* SUPPLIED MATERIAL *
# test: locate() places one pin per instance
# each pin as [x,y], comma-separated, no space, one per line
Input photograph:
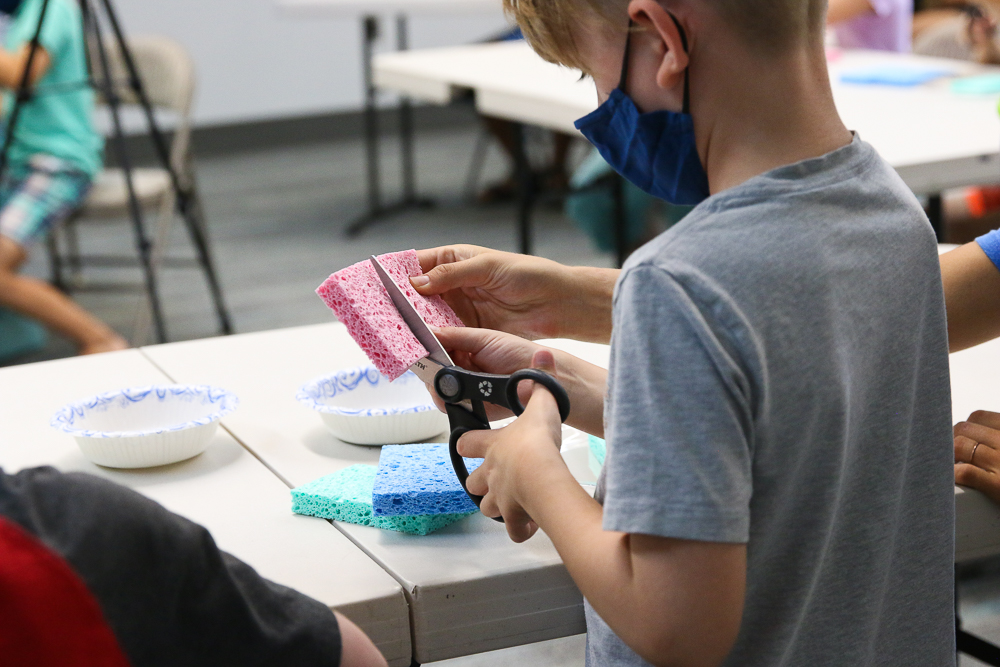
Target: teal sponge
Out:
[346,495]
[598,452]
[419,479]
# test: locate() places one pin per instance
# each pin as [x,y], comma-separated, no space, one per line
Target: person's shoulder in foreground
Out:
[779,371]
[166,593]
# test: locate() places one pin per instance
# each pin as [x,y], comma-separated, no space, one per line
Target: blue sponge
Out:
[419,480]
[346,495]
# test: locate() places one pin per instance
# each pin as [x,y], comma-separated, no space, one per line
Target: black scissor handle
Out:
[542,378]
[462,472]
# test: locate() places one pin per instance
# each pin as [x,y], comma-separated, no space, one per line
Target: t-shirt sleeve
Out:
[990,243]
[57,29]
[679,414]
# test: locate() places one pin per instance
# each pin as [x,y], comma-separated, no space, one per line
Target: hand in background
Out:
[977,453]
[530,297]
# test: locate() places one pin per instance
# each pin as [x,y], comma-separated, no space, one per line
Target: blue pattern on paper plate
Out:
[313,393]
[68,418]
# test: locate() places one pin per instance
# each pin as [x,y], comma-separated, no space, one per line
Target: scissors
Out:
[464,392]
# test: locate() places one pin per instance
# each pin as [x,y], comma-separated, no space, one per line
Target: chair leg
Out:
[142,323]
[73,250]
[194,220]
[55,260]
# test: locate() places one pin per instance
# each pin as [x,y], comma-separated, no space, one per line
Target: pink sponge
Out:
[358,298]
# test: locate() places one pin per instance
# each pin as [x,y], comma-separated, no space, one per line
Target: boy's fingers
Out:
[477,483]
[488,506]
[475,444]
[464,339]
[520,529]
[470,272]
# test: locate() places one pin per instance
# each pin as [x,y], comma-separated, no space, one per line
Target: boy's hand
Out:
[530,297]
[518,458]
[486,351]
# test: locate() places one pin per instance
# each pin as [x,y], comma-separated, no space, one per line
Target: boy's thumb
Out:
[544,360]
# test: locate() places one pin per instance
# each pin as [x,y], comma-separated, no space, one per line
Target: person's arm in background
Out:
[12,66]
[972,297]
[972,292]
[845,10]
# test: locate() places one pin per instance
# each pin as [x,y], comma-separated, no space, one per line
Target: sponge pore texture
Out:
[360,301]
[419,479]
[346,495]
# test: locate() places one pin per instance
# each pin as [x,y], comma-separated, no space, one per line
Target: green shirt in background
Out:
[58,120]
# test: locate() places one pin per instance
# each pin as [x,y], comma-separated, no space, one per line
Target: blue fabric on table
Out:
[990,243]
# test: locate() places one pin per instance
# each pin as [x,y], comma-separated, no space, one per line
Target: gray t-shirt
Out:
[779,377]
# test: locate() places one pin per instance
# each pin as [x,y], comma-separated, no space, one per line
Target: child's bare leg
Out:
[41,301]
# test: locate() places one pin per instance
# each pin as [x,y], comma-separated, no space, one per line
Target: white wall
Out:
[256,61]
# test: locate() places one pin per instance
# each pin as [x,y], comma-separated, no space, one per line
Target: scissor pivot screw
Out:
[449,386]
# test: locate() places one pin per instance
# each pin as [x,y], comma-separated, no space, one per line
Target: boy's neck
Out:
[763,114]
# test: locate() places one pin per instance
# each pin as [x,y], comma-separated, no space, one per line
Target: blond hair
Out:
[766,25]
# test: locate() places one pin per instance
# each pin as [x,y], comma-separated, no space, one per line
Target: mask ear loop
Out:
[628,45]
[687,89]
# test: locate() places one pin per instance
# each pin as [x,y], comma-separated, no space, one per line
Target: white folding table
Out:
[470,589]
[226,489]
[368,13]
[935,139]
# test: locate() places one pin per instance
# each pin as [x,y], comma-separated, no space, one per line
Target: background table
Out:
[935,139]
[368,13]
[469,587]
[227,490]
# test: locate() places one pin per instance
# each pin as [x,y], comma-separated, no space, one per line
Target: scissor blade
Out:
[435,351]
[425,369]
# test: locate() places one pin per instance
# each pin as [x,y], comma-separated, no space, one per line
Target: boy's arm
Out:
[12,66]
[972,296]
[676,602]
[527,296]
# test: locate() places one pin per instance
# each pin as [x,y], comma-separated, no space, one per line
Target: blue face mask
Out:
[655,151]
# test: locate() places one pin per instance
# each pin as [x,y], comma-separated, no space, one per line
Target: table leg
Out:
[369,34]
[935,213]
[525,187]
[621,220]
[376,209]
[405,121]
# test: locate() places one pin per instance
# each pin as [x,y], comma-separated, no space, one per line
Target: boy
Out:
[53,159]
[778,487]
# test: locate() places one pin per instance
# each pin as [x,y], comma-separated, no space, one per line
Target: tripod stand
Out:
[187,204]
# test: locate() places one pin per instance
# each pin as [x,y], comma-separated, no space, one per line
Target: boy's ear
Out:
[659,26]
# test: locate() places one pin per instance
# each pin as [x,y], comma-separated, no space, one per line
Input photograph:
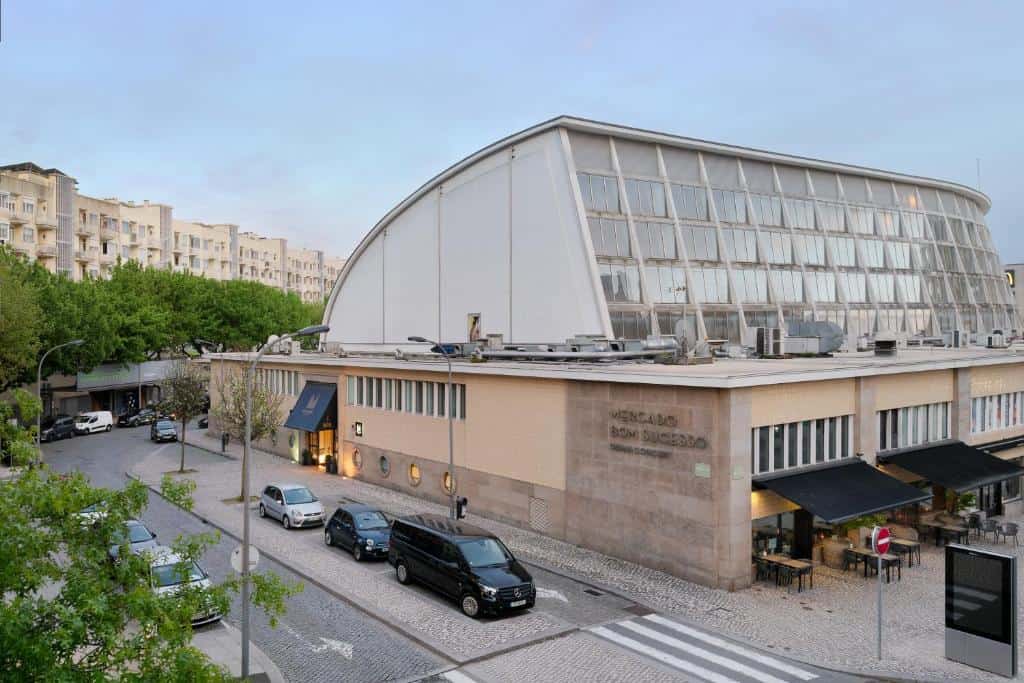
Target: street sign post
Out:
[880,545]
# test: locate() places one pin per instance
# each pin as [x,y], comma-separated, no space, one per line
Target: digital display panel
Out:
[979,594]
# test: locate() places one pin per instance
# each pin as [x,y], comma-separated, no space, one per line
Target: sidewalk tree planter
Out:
[229,411]
[184,391]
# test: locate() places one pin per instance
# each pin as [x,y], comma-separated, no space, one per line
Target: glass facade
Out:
[742,248]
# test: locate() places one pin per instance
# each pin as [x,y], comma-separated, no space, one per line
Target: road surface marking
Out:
[675,663]
[732,647]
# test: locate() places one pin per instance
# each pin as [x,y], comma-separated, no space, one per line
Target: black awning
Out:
[844,492]
[953,465]
[312,404]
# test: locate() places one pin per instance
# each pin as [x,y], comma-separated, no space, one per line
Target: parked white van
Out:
[96,421]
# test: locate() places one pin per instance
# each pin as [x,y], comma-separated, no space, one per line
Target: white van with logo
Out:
[96,421]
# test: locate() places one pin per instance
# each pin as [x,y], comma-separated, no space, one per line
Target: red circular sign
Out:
[880,540]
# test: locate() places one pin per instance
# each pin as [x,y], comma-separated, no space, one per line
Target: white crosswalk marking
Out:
[702,653]
[457,677]
[681,665]
[732,647]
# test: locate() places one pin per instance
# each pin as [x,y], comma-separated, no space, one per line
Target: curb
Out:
[305,577]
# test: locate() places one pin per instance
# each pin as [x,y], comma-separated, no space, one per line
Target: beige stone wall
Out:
[803,400]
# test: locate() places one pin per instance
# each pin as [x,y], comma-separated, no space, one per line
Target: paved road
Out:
[320,638]
[586,634]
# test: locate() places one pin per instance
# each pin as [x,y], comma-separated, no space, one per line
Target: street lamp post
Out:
[450,407]
[39,395]
[246,474]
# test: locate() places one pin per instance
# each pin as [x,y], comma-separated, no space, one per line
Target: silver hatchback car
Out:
[293,504]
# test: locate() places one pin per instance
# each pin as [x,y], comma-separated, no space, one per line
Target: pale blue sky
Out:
[311,120]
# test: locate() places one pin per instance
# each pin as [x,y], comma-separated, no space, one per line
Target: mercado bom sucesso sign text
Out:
[648,433]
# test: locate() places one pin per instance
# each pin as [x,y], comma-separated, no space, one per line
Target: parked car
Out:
[144,417]
[163,430]
[136,535]
[359,528]
[95,421]
[461,561]
[57,427]
[293,504]
[170,573]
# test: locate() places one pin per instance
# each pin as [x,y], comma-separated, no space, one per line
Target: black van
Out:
[461,561]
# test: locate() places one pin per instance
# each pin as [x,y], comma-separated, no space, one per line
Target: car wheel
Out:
[470,605]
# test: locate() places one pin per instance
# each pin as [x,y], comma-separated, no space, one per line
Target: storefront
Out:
[314,419]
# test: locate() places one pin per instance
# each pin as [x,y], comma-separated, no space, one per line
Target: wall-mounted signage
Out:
[649,433]
[981,609]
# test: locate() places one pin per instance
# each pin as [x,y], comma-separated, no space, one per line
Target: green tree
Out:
[67,613]
[230,409]
[184,394]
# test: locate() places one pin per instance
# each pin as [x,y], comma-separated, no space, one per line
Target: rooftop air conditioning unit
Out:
[768,341]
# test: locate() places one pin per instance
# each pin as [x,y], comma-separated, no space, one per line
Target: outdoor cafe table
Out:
[942,529]
[888,560]
[904,547]
[798,567]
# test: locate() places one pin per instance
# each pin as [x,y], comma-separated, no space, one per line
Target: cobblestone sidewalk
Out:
[830,626]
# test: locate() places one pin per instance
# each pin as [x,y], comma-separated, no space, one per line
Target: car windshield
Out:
[370,520]
[171,574]
[484,552]
[299,496]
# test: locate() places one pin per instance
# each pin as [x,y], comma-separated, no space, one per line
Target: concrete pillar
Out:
[865,431]
[960,418]
[731,486]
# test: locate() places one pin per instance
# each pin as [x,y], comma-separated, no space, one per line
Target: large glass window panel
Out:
[779,247]
[833,217]
[767,210]
[884,286]
[887,222]
[861,219]
[799,213]
[752,286]
[690,202]
[711,285]
[855,286]
[843,251]
[899,255]
[788,286]
[822,286]
[873,253]
[740,245]
[812,247]
[938,224]
[701,243]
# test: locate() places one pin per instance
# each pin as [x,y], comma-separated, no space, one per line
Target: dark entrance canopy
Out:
[954,465]
[843,492]
[312,404]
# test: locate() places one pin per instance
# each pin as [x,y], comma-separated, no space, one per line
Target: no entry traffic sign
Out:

* STATED EXERCISE *
Select every line in the entries above that contains the word "panel", matching case exactly.

* FINISHED TASK *
Target: digital display panel
Target: large glass window panel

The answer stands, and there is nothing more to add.